What you will do:
Find each line in the records below that contains the word "coordinates", and copy those lines out in full.

╭──

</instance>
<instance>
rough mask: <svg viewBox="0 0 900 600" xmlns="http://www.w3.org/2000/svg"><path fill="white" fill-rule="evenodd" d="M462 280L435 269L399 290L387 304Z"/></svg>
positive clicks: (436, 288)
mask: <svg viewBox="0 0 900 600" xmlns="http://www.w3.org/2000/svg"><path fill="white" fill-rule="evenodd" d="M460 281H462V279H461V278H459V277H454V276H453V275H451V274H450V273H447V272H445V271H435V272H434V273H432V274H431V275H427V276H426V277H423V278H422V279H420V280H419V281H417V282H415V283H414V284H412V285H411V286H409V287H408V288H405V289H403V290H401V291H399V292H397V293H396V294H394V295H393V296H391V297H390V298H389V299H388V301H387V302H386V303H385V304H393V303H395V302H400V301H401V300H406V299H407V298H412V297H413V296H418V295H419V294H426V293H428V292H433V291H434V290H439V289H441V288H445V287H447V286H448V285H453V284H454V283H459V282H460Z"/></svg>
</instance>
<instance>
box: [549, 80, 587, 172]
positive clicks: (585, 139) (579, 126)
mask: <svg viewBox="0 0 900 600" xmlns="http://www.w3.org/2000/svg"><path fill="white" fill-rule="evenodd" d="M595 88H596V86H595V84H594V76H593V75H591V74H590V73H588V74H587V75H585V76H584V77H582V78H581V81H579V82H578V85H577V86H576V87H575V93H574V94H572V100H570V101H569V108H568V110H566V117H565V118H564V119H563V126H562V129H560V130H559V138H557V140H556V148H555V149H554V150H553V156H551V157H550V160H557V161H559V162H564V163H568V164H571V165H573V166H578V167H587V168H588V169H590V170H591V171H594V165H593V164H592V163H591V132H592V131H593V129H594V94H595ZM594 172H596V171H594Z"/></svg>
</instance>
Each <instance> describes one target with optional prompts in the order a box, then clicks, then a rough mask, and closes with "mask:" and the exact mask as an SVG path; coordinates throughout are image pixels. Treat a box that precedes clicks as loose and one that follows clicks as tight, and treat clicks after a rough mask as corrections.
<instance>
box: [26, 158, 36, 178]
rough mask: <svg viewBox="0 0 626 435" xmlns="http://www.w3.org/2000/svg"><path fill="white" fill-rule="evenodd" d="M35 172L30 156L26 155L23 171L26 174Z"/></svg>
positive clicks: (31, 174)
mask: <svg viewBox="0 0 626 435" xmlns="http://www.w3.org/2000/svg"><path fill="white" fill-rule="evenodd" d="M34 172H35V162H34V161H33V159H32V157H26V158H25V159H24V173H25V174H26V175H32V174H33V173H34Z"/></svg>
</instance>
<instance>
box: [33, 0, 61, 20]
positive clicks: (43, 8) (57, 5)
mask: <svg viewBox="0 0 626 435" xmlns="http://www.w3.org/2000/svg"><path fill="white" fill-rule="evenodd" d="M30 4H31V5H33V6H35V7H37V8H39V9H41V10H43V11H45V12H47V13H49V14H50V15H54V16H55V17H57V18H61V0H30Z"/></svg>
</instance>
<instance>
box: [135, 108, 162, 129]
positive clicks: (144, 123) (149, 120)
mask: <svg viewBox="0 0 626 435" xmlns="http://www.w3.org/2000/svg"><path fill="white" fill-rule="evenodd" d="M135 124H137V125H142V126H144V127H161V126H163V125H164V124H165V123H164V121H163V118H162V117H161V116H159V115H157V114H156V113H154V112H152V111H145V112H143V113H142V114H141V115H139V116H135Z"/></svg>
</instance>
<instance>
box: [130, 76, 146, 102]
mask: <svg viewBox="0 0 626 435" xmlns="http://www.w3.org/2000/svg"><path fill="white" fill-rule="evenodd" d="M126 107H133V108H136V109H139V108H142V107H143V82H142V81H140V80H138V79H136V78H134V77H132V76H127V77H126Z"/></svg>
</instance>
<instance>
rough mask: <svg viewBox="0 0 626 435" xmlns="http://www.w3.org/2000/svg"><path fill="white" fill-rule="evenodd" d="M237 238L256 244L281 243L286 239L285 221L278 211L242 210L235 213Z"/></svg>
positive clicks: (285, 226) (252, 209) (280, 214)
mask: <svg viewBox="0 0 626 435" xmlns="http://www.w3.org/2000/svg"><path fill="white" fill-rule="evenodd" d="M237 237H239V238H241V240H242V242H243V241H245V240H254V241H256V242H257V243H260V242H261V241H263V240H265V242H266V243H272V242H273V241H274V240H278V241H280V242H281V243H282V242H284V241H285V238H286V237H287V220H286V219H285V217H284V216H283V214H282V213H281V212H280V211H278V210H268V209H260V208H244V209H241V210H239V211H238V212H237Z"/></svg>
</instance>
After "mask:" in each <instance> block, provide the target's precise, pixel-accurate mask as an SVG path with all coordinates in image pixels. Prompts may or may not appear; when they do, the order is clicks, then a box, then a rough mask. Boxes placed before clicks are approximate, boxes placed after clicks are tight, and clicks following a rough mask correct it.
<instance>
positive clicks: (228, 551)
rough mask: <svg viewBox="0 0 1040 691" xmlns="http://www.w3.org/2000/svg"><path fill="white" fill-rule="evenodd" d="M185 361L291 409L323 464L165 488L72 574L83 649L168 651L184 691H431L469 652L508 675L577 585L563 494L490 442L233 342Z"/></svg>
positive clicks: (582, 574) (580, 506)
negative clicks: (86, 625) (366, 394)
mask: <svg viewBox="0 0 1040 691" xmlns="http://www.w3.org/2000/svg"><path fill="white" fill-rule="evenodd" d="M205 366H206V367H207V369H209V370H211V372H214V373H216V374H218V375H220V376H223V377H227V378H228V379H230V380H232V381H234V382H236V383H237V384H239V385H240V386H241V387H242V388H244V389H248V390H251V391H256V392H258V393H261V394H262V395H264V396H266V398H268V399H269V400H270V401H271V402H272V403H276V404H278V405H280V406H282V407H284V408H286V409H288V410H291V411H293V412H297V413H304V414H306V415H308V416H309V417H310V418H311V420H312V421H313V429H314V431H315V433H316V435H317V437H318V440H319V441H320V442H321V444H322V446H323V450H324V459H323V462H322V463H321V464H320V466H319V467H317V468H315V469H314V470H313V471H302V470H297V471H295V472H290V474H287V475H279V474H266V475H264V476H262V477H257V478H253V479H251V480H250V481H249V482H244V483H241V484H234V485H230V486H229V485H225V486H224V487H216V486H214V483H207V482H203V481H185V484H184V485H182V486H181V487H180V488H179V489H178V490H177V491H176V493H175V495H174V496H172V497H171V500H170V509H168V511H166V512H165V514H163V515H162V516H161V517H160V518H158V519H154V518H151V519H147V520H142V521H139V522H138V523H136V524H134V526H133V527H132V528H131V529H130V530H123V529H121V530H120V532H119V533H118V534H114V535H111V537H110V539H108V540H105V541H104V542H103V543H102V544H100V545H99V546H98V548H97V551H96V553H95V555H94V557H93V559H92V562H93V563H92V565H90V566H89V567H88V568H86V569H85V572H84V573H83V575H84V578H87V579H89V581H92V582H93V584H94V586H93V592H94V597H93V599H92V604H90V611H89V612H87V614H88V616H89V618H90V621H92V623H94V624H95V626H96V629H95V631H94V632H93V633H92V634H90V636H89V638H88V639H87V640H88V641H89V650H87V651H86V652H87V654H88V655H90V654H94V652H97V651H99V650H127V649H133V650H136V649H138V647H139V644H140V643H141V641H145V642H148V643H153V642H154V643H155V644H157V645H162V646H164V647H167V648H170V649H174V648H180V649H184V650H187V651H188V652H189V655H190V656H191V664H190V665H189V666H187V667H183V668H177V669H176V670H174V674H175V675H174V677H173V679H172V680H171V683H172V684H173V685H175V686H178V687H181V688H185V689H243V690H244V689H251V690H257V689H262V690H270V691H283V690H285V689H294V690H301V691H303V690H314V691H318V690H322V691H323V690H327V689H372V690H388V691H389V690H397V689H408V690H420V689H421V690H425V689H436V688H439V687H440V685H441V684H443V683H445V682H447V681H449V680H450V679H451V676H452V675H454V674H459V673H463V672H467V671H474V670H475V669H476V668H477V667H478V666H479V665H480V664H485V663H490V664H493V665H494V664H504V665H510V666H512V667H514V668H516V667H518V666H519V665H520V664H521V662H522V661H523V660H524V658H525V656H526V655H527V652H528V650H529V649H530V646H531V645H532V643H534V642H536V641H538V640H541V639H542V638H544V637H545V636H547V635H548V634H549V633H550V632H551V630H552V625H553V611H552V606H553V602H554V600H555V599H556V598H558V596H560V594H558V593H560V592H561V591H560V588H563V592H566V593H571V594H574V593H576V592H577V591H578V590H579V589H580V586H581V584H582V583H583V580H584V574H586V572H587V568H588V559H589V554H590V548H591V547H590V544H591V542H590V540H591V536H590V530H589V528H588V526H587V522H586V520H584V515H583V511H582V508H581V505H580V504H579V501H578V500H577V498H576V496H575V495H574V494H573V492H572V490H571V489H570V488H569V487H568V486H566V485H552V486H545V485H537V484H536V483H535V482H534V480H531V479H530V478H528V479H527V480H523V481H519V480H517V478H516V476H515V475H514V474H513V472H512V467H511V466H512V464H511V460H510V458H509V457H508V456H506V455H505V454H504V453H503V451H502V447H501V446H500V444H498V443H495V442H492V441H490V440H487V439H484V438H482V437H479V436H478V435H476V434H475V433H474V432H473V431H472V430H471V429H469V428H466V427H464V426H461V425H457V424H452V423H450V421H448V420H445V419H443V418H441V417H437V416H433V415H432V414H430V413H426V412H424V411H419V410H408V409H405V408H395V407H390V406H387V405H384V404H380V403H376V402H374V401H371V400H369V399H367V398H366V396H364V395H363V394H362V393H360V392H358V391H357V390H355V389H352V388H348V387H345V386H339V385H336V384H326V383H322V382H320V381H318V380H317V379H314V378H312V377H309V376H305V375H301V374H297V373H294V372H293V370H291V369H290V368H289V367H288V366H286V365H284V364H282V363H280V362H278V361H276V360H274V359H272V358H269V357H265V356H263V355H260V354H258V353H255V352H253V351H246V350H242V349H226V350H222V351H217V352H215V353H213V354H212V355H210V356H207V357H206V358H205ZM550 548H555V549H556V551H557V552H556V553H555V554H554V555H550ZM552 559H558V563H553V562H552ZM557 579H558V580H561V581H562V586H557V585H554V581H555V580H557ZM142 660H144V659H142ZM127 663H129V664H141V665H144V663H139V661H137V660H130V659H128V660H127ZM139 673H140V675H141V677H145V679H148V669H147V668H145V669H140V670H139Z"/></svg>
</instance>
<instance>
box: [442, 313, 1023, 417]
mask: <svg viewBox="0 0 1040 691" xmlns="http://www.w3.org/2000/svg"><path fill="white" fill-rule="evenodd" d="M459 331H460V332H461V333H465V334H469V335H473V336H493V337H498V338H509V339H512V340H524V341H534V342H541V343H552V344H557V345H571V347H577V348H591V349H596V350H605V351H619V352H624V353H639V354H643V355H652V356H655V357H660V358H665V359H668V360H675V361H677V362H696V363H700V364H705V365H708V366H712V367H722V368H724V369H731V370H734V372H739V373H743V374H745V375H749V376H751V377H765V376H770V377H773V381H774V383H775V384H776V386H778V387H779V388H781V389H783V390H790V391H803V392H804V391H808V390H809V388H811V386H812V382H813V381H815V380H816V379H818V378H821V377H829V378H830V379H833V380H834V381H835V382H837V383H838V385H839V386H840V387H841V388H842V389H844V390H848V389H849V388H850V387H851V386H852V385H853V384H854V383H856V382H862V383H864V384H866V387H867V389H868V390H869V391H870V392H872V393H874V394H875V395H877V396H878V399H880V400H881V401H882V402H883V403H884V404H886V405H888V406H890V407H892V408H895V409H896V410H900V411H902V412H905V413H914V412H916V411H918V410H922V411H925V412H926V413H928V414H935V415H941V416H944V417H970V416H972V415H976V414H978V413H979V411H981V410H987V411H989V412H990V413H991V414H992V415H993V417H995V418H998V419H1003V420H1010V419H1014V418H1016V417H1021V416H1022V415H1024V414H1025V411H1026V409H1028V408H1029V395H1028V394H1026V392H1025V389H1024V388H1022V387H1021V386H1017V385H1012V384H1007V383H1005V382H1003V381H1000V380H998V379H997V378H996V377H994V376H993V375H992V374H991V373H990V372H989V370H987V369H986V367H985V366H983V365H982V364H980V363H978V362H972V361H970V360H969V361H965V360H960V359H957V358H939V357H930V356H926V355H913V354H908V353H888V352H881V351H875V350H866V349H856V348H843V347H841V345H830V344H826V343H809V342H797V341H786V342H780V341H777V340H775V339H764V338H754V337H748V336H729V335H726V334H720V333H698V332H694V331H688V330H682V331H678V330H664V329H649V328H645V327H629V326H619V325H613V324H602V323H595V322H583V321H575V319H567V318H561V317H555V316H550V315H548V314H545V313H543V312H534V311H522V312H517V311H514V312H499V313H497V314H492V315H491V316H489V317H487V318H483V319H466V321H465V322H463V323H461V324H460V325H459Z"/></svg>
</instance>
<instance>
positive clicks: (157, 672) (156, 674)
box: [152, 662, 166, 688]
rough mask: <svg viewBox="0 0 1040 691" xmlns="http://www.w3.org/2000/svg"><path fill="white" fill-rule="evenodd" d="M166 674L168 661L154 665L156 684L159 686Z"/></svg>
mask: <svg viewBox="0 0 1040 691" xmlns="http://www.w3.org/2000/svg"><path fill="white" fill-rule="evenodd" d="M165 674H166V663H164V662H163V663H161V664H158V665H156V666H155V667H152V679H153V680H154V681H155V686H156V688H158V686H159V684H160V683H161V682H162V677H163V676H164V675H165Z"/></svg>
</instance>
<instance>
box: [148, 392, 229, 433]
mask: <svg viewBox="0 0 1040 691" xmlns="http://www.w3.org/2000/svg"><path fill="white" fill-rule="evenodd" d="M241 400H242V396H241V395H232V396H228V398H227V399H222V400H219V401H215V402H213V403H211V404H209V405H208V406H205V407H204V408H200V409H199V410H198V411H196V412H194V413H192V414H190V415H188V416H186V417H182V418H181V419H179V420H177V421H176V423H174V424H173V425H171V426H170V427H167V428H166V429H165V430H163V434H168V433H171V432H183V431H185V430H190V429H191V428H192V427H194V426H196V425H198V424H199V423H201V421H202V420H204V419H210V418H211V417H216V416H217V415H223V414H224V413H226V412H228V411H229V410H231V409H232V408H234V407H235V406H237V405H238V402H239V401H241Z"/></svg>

╰──

Exercise answer:
Each <instance> describes one target with optional prompts in the order a box, then clicks, then a rough mask, and closes with "mask:" and the exact mask as an SVG path; coordinates throughout are image pixels. Treat a box that precedes clicks as loose and one that follows clicks as tight, and treat clicks after a rough mask as corrections.
After "mask:" in each <instance> block, provide the target's precise, pixel-accurate mask as an SVG path with all coordinates in image pixels. Prompts may or may not appear; when they do, the order is clicks, then a box, then a rough mask. Boxes placed before clicks are approximate, boxes placed after clicks are tight, and clicks following a rough mask correct it.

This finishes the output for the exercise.